-- START TEXT BLOCK --

Fish Skin Tanning Workshop
with Morgan Possberg Denne


December 2nd & 9th, 2023











Fish Skin Tanning Workshop
with Morgan Possberg Denne



This workshop has 2 parts, participants are asked to attend both parts of the workshop.

Part 1: December 2nd, 12PM-4PM

Part 2: December 9th, 12PM-4PM


@ The New Gallery
208 Centre St SE

Traditionally, preserving and tanning fish skin has historical roots in many different Indigenous cultures throughout Canada. Through their artwork, Morgan Possberg Denne creates new narratives and artistically driven objects with these traditional crafting techniques. For the workshop we will be tanning a variety of different types of fish skins; the option to either tea tan, or oil tan will be available, and support for both types of tanning will be offered. All materials will be covered by TNG and the artist. The workshop will get a bit messy, so if you're squeamish about guts / meat / fish please prepare yourself to get very personal with the fish. We will be meeting on two different afternoons, with a bit of light homework inbetween to finish your tanned skin.

On December 2nd, and December 9th, Possberg Denne will be leading a workshop that teaches folks how to work with fish skins to breath new life into the tradition while giving insight into the concepts surrounding their main space show at The New Gallery: ᓄᐦᑕᐃᐧᕀ ᐊᐢᑯᑖᐢᑯᐱᓱᐣ, nohtawiy askotâskopison (My Father’s Cradleboard), on exhibit from November 18th - December 22nd, 2023.




Morgan Possberg Denne is Two-Spirit millennial scoop and foster care survivor; with settler, Cree, Metis, and Chippewa blood connections. They have grown up in treaty 7 territory, and have relatives in southern and northern Ontario. Morgan creates imaginative, illustrative objects which could be seen as pieces of possible narratives, different ways to connect with the past and potential futures through layers of abstraction with no right or wrong answer. What matters to them is not accurately recreating the past or to predict the future, but rather to capture an inner truth and a possible alternative reality of colonial experiences. In a sense, creating new culture from a series of “what-ifs” and new stories / lore. Their work has been recently shown at the Confederation Centre for the Arts and Gallery Gachet.

-- END TEXT BLOCK --

# EXERCISES TO COMPLETE:
a) According to the workshop announcement, why should squeamish participants prepare themselves before the workshop? Answer in one to three sentences.
b) Answer these from the workshop announcement:
(i) What is the street address of The New Gallery?
(ii) Which two methods of tanning can participants choose?
(iii) During which dates is the main space show on exhibit?

-- START LISTED RECORDS --

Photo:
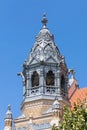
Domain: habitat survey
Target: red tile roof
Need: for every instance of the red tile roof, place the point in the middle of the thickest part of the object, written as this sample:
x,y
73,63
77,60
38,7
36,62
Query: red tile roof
x,y
75,93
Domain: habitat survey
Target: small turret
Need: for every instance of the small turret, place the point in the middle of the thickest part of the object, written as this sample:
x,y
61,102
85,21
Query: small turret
x,y
8,119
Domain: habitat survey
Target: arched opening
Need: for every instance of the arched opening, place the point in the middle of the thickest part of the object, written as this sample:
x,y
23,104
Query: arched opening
x,y
35,79
50,78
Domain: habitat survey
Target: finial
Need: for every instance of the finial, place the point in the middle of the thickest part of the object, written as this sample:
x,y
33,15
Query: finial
x,y
44,20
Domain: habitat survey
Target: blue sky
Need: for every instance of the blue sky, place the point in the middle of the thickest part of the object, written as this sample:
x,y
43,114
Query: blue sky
x,y
20,22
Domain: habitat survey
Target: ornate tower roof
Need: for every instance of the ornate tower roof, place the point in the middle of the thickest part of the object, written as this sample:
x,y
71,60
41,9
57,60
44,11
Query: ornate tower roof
x,y
45,71
44,49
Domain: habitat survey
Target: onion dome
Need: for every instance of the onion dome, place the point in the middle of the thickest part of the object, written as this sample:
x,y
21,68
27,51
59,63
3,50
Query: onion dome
x,y
44,49
8,113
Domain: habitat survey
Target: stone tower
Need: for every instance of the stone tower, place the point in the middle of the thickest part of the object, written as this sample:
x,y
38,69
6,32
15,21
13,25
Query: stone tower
x,y
8,119
45,83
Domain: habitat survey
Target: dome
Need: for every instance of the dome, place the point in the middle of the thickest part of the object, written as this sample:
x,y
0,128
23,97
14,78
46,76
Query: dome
x,y
44,49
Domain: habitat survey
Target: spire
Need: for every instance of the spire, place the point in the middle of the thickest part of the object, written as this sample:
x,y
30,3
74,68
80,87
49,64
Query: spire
x,y
44,20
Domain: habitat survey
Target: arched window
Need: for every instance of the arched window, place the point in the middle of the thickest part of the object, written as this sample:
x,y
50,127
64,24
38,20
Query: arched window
x,y
62,82
50,78
35,79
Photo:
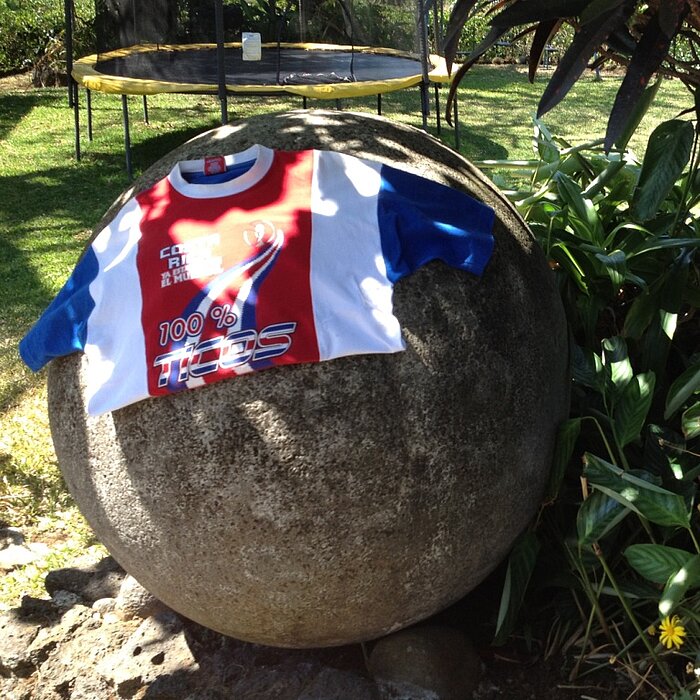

-- END LISTED RECORDS --

# ANSWERS IN ORDER:
a) The workshop will get a bit messy. Participants who are squeamish about guts, meat, or fish should prepare to get very personal with the fish.

b)
(i) 208 Centre St SE
(ii) Tea tanning or oil tanning
(iii) November 18th to December 22nd, 2023